» Gegeven tekst
►

Kustbuien: nu geeft de zee
“Voor de langste dag neemt de zee, na de langste dag geeft de zee.” Dit is een gezegde uit de volksweerkunde dat vooral voor de kustprovincies geldt en ook klopt. Met het nemen wordt bedoeld dat er in de voorzomer boven het relatief koude zeewater niet zo makkelijk buien kunnen ontstaan. Maar zeker later in de zomer, zoals nu, “geeft de zee juist wel regen(buien)”. Kustbuien, waarbij in sommige situaties veel neerslag valt. Ook morgen, vrijdag, kunnen de buien vooral in de kustprovincies flink wat regen achterlaten. Ondertussen blijven het uiterste oosten en zuidoosten van ons land relatief droog.De temperatuur van het zeewater speelt een cruciale rol bij de ontwikkeling van (stapel)wolken en buien. Water heeft de eigenschap dat het maar langzaam opwarmt en vervolgens ook weer langzaam afkoelt. Over het algemeen is het zeewater voor de langste dag, rond 21 juni, relatief koud ten opzichte van het opwarmende of opgewarmde binnenland. De meeste buien ontstaan dan ook landinwaarts.

◄

» Opgave
Beantwoord deze vragen over de tekst over kustbuien:
1. Welk deel van ons land blijft relatief droog?
2. Rond welke datum valt de langste dag?
3. Waar ontstaan vóór de langste dag de meeste buien?
De rijen hebben niets te maken met de tekst over kustbuien.

» Fragmenten uit rijen
►

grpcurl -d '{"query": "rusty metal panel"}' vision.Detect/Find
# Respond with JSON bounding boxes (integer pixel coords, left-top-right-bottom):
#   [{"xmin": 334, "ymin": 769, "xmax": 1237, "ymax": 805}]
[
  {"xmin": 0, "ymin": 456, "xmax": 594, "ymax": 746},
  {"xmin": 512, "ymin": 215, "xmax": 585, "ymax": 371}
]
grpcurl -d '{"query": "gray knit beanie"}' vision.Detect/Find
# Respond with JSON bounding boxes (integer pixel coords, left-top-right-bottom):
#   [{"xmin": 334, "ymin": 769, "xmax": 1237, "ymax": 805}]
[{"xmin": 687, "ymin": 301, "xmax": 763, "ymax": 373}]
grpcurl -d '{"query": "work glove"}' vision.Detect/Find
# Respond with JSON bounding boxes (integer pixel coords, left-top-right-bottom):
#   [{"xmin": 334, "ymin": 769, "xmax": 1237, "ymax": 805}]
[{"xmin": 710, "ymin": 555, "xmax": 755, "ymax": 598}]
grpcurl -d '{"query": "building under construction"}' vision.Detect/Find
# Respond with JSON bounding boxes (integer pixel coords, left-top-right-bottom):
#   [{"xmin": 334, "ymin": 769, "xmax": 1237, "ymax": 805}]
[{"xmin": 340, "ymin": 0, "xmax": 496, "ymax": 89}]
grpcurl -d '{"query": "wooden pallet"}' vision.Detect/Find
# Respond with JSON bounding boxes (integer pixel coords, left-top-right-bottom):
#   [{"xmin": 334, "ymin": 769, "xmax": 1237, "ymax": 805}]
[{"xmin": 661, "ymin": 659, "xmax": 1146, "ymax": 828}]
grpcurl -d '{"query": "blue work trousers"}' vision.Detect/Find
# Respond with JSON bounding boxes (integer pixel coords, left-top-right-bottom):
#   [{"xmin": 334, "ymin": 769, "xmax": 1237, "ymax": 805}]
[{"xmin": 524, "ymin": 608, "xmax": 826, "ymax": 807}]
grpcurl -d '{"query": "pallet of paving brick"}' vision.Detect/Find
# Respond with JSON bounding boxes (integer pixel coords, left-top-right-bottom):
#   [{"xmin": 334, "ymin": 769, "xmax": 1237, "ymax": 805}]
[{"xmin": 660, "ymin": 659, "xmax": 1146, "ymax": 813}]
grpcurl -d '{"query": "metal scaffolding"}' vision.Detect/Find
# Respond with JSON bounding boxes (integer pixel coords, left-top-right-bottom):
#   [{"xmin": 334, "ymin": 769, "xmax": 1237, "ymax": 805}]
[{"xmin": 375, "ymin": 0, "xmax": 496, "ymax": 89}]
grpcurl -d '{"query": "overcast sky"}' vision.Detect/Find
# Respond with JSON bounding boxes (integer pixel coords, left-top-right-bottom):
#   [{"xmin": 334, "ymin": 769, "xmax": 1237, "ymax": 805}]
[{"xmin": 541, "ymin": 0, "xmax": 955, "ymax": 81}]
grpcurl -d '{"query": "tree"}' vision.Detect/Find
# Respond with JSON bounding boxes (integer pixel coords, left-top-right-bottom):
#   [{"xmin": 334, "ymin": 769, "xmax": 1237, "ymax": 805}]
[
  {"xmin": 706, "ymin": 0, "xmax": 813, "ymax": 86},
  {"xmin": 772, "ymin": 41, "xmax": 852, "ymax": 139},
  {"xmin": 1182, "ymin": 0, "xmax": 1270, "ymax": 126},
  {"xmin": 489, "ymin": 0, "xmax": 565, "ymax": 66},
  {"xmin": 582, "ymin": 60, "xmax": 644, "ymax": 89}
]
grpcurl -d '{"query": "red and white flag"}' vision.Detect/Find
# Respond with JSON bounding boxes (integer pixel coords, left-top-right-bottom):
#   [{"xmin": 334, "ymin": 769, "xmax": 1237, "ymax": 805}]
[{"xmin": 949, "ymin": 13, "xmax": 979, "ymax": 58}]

◄

» Uitwerking
1. Het uiterste oosten en zuidoosten.
2. Rond 21 juni.
3. Landinwaarts.